::: Records provided

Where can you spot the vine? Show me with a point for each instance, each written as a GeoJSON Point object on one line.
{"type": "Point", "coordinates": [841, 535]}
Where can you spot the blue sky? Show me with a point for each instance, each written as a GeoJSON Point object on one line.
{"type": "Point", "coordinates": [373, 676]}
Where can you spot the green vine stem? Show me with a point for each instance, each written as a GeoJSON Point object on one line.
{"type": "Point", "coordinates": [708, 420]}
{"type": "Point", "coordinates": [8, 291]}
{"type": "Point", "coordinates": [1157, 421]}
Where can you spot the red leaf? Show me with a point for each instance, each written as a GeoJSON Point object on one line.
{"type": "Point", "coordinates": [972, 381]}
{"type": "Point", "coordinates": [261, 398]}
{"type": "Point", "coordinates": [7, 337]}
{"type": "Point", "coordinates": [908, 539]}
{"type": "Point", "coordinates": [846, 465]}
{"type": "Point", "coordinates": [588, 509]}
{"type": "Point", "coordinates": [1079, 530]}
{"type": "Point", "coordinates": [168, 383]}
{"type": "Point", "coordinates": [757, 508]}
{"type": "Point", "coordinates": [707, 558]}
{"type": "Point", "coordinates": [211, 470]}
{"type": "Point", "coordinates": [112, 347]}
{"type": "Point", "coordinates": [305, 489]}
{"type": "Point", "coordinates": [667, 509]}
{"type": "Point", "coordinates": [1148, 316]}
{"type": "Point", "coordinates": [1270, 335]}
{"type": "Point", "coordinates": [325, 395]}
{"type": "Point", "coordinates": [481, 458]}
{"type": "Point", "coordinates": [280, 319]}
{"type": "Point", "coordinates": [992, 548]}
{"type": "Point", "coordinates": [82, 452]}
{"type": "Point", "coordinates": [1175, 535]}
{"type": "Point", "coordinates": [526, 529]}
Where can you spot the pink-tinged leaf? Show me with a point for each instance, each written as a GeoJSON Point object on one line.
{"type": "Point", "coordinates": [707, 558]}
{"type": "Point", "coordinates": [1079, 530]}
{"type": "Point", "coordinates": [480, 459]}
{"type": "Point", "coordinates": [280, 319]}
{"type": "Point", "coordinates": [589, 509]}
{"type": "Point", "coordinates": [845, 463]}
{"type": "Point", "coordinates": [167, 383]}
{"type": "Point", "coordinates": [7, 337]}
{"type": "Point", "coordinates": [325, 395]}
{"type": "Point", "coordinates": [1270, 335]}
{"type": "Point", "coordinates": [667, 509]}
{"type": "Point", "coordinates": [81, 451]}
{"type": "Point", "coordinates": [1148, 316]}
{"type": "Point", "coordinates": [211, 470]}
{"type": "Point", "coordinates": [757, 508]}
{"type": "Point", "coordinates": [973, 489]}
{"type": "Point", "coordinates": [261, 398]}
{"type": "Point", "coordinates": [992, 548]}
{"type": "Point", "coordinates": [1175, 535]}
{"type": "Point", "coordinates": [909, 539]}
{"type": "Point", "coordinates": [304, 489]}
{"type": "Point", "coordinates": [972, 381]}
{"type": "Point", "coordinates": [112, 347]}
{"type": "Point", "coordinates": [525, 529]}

::::::

Copy down the material exactly as written.

§ Expected answer:
Where can you spot the vine? Show me with a point for each instance, each written as a GeoJSON Point object on one line.
{"type": "Point", "coordinates": [841, 535]}
Where can you spot the blue sky? Show me with a point for each instance, each written as a GeoJSON Point object on one line.
{"type": "Point", "coordinates": [373, 676]}
Where can you spot the green vine stem? Show me with a point for each instance, each written as a GeoJSON Point object on one line.
{"type": "Point", "coordinates": [708, 420]}
{"type": "Point", "coordinates": [8, 291]}
{"type": "Point", "coordinates": [1157, 421]}
Where can you spot the red leaf? Show me with a point for each instance, each written as a GeoJSON Point object on one line.
{"type": "Point", "coordinates": [972, 381]}
{"type": "Point", "coordinates": [261, 398]}
{"type": "Point", "coordinates": [7, 337]}
{"type": "Point", "coordinates": [908, 539]}
{"type": "Point", "coordinates": [846, 465]}
{"type": "Point", "coordinates": [588, 509]}
{"type": "Point", "coordinates": [1079, 530]}
{"type": "Point", "coordinates": [168, 383]}
{"type": "Point", "coordinates": [757, 508]}
{"type": "Point", "coordinates": [707, 558]}
{"type": "Point", "coordinates": [211, 470]}
{"type": "Point", "coordinates": [112, 347]}
{"type": "Point", "coordinates": [305, 489]}
{"type": "Point", "coordinates": [667, 509]}
{"type": "Point", "coordinates": [1148, 316]}
{"type": "Point", "coordinates": [1270, 335]}
{"type": "Point", "coordinates": [325, 395]}
{"type": "Point", "coordinates": [481, 458]}
{"type": "Point", "coordinates": [280, 319]}
{"type": "Point", "coordinates": [992, 548]}
{"type": "Point", "coordinates": [82, 452]}
{"type": "Point", "coordinates": [1175, 535]}
{"type": "Point", "coordinates": [526, 529]}
Where can you spot the pink-tinged leaf? Show me with a point for each instance, each written as a GeoJSON Point object on one line.
{"type": "Point", "coordinates": [707, 558]}
{"type": "Point", "coordinates": [1079, 530]}
{"type": "Point", "coordinates": [480, 459]}
{"type": "Point", "coordinates": [280, 319]}
{"type": "Point", "coordinates": [589, 509]}
{"type": "Point", "coordinates": [845, 463]}
{"type": "Point", "coordinates": [167, 383]}
{"type": "Point", "coordinates": [7, 337]}
{"type": "Point", "coordinates": [325, 395]}
{"type": "Point", "coordinates": [1270, 335]}
{"type": "Point", "coordinates": [667, 509]}
{"type": "Point", "coordinates": [81, 451]}
{"type": "Point", "coordinates": [1148, 316]}
{"type": "Point", "coordinates": [211, 470]}
{"type": "Point", "coordinates": [757, 508]}
{"type": "Point", "coordinates": [973, 489]}
{"type": "Point", "coordinates": [261, 398]}
{"type": "Point", "coordinates": [992, 548]}
{"type": "Point", "coordinates": [1175, 535]}
{"type": "Point", "coordinates": [909, 539]}
{"type": "Point", "coordinates": [304, 489]}
{"type": "Point", "coordinates": [972, 381]}
{"type": "Point", "coordinates": [112, 347]}
{"type": "Point", "coordinates": [525, 529]}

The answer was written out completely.